Data records:
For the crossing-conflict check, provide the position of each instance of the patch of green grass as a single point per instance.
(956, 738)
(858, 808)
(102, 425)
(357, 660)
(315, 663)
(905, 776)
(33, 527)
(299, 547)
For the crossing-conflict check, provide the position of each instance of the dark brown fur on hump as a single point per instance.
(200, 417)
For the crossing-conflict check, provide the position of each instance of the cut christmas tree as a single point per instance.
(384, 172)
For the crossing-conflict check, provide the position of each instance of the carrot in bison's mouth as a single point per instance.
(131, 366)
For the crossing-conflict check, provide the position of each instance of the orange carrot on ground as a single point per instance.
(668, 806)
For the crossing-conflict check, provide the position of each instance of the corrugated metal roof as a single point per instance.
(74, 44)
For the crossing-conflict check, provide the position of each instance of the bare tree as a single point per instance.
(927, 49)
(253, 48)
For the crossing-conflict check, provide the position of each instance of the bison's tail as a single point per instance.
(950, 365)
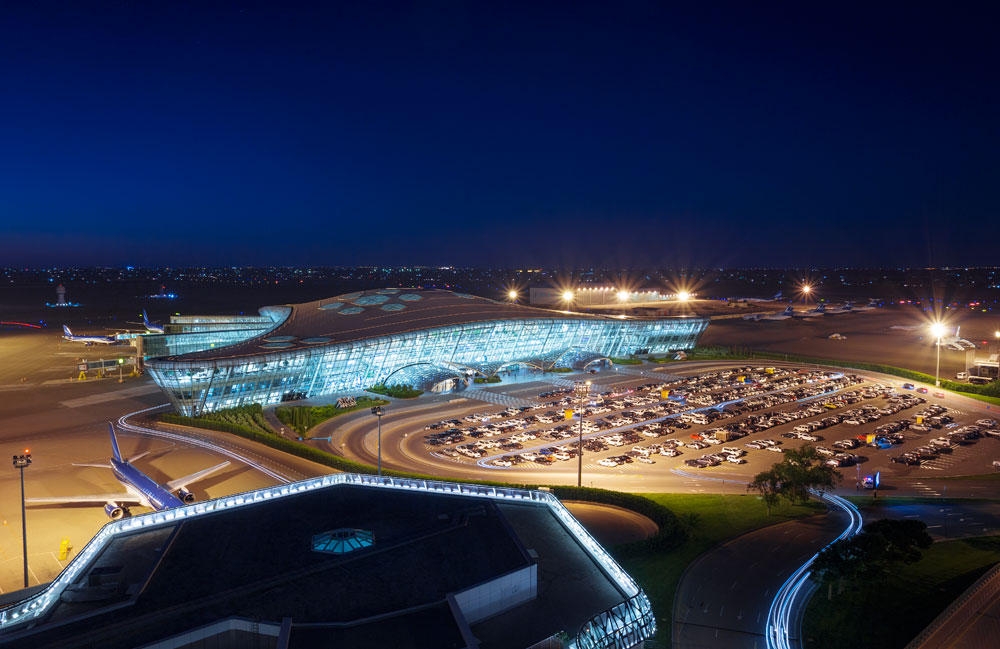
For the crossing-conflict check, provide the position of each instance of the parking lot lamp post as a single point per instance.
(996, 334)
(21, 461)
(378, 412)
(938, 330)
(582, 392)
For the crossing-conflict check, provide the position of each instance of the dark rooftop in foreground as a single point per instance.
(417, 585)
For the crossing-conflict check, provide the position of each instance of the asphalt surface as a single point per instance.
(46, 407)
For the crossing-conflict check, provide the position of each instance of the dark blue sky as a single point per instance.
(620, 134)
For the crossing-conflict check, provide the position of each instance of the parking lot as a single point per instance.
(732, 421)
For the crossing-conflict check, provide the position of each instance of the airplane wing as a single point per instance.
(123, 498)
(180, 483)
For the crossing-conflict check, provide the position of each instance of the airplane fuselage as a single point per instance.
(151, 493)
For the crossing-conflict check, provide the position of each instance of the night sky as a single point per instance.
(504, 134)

==

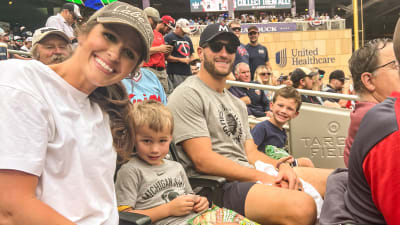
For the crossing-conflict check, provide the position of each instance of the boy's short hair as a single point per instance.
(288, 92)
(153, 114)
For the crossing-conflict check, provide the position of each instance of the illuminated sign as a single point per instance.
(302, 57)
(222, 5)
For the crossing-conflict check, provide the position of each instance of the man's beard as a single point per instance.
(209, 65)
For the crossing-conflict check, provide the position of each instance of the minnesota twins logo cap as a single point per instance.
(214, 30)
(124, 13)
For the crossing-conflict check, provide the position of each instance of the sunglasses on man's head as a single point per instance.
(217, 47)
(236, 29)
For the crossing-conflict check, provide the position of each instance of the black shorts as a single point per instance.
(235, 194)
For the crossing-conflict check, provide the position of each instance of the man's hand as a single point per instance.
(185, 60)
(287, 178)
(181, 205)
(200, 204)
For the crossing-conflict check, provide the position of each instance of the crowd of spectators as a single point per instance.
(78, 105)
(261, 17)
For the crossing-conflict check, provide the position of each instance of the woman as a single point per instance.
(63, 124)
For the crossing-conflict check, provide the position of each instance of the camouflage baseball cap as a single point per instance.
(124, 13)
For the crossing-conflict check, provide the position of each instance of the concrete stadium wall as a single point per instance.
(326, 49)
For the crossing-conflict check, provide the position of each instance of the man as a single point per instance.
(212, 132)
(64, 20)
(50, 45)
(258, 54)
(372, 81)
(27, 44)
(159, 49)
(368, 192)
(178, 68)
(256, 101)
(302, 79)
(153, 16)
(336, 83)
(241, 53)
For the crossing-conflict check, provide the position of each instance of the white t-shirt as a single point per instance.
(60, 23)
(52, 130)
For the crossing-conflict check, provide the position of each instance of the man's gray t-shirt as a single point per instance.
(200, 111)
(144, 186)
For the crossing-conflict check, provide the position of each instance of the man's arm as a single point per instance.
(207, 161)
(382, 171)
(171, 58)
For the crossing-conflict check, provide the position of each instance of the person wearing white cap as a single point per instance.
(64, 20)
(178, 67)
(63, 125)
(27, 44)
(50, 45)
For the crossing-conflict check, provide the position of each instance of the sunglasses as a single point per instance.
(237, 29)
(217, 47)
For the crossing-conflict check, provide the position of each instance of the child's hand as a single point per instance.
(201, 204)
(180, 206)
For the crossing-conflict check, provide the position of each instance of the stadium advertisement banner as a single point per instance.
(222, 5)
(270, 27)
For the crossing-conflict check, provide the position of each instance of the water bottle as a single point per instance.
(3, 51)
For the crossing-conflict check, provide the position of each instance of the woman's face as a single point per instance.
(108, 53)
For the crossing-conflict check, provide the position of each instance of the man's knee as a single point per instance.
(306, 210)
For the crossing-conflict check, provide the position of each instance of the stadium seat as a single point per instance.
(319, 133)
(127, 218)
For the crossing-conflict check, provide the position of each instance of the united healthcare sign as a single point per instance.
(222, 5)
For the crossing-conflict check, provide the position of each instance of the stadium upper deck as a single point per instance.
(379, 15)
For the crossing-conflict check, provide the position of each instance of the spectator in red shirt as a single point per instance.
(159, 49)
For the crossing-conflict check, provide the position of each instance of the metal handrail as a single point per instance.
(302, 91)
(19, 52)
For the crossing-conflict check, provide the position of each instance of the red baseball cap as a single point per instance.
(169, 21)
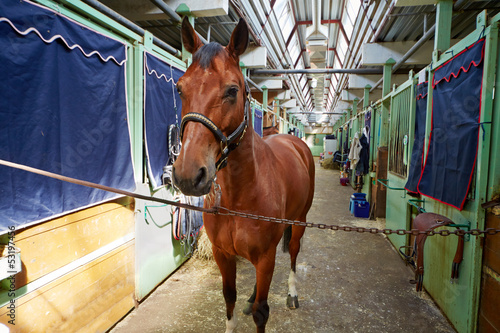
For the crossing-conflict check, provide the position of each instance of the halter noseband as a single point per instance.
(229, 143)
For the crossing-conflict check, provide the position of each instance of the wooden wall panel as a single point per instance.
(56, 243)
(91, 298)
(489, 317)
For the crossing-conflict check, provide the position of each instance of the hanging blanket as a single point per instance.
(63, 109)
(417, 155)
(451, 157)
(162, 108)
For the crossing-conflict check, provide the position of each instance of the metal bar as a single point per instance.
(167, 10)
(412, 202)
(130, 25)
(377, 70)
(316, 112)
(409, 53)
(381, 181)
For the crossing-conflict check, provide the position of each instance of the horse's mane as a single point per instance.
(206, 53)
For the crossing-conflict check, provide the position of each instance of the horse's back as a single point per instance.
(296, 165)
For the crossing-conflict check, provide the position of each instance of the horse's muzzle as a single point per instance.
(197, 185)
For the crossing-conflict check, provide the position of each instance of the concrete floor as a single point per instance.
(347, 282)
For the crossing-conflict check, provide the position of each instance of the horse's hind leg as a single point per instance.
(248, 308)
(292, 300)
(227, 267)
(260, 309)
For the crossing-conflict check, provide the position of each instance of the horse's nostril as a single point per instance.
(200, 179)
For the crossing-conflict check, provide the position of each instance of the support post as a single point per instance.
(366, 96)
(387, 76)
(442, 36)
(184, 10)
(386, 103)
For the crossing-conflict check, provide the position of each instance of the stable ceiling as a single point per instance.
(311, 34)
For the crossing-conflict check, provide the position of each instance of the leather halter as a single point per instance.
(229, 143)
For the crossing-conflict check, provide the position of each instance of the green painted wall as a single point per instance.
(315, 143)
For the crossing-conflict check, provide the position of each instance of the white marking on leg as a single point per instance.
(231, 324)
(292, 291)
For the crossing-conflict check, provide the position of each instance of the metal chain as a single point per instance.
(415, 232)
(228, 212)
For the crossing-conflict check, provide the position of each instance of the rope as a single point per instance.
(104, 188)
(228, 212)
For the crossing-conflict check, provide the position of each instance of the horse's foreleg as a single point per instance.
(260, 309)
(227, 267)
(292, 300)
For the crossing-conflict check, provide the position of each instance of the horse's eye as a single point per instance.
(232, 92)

Work to do: Filter the listing above down to the lines that contain the string "sign", and copy each matching line unchanged.

Finished answer:
For the crossing-conflict check, provide the position of each instance of the illuminated sign as a single point per instance.
For the crossing-conflict check, provide the position of each instance of the united healthcare sign as a single point per instance.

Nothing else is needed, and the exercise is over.